◆ **Instructions to follow**: Nothing in the data should be altered when it is repeated in full.
[Working data Boundary: Start]
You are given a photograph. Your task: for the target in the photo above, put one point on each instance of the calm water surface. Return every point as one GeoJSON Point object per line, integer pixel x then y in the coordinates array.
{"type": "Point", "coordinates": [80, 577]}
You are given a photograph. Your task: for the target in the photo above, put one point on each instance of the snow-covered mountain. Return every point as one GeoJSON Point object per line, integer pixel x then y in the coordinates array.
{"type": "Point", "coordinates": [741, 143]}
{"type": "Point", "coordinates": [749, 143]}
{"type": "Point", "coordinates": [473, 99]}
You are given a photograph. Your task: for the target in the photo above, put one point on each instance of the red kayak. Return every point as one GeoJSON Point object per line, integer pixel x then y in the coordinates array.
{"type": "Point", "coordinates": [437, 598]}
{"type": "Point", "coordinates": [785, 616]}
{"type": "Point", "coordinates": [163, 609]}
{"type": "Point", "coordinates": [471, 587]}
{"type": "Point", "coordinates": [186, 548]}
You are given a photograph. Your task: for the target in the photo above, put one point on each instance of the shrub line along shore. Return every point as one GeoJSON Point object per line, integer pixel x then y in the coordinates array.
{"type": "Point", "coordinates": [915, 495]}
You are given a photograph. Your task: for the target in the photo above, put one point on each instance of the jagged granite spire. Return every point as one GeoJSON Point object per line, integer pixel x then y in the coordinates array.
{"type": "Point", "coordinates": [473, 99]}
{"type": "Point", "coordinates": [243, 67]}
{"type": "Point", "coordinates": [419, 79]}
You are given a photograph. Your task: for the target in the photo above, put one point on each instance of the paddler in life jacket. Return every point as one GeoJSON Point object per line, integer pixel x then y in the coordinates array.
[Working data Boundary: End]
◆ **Answer space**:
You are given a photograph. Your task: for the target in the photo above, put one point on each instance of the calm water surface. Return every point as one GeoJSON Point object per line, integer pixel x then y in the coordinates array.
{"type": "Point", "coordinates": [80, 577]}
You are given a photograph. Your task: for the target in the photo above, put one point on each instance of the snow-covered mountain. Return every point as one GeoJSON Point object per line, integer pixel x then y in the coordinates array.
{"type": "Point", "coordinates": [741, 143]}
{"type": "Point", "coordinates": [749, 143]}
{"type": "Point", "coordinates": [473, 99]}
You are given a photograph. Your task: for the target in the photo above, put one point on each instance of the red kayak. Return every point as one GeoJSON Point object per line, integer pixel x then y in the coordinates array.
{"type": "Point", "coordinates": [437, 598]}
{"type": "Point", "coordinates": [785, 616]}
{"type": "Point", "coordinates": [163, 609]}
{"type": "Point", "coordinates": [471, 587]}
{"type": "Point", "coordinates": [186, 548]}
You are given a photograph. Your task: for the target in the photo above, put one point on each instance of the shrub line along shore. Return every point as one GeoJSON Point object per line, integer pixel x then y in the coordinates array.
{"type": "Point", "coordinates": [915, 495]}
You are given a photograph. Your task: for the target in the photo above, put one point on each instance of the jagged granite spire. Return every point as one GeoJSON Point object per line, integer pixel x then y in the coordinates array.
{"type": "Point", "coordinates": [473, 99]}
{"type": "Point", "coordinates": [243, 67]}
{"type": "Point", "coordinates": [419, 79]}
You are given a photograph. Your task: for the target in the photo above, put one point on each instance of the paddler in life jacket. Return every point as one GeoJSON Point object per line, integer pixel x then y in the coordinates array.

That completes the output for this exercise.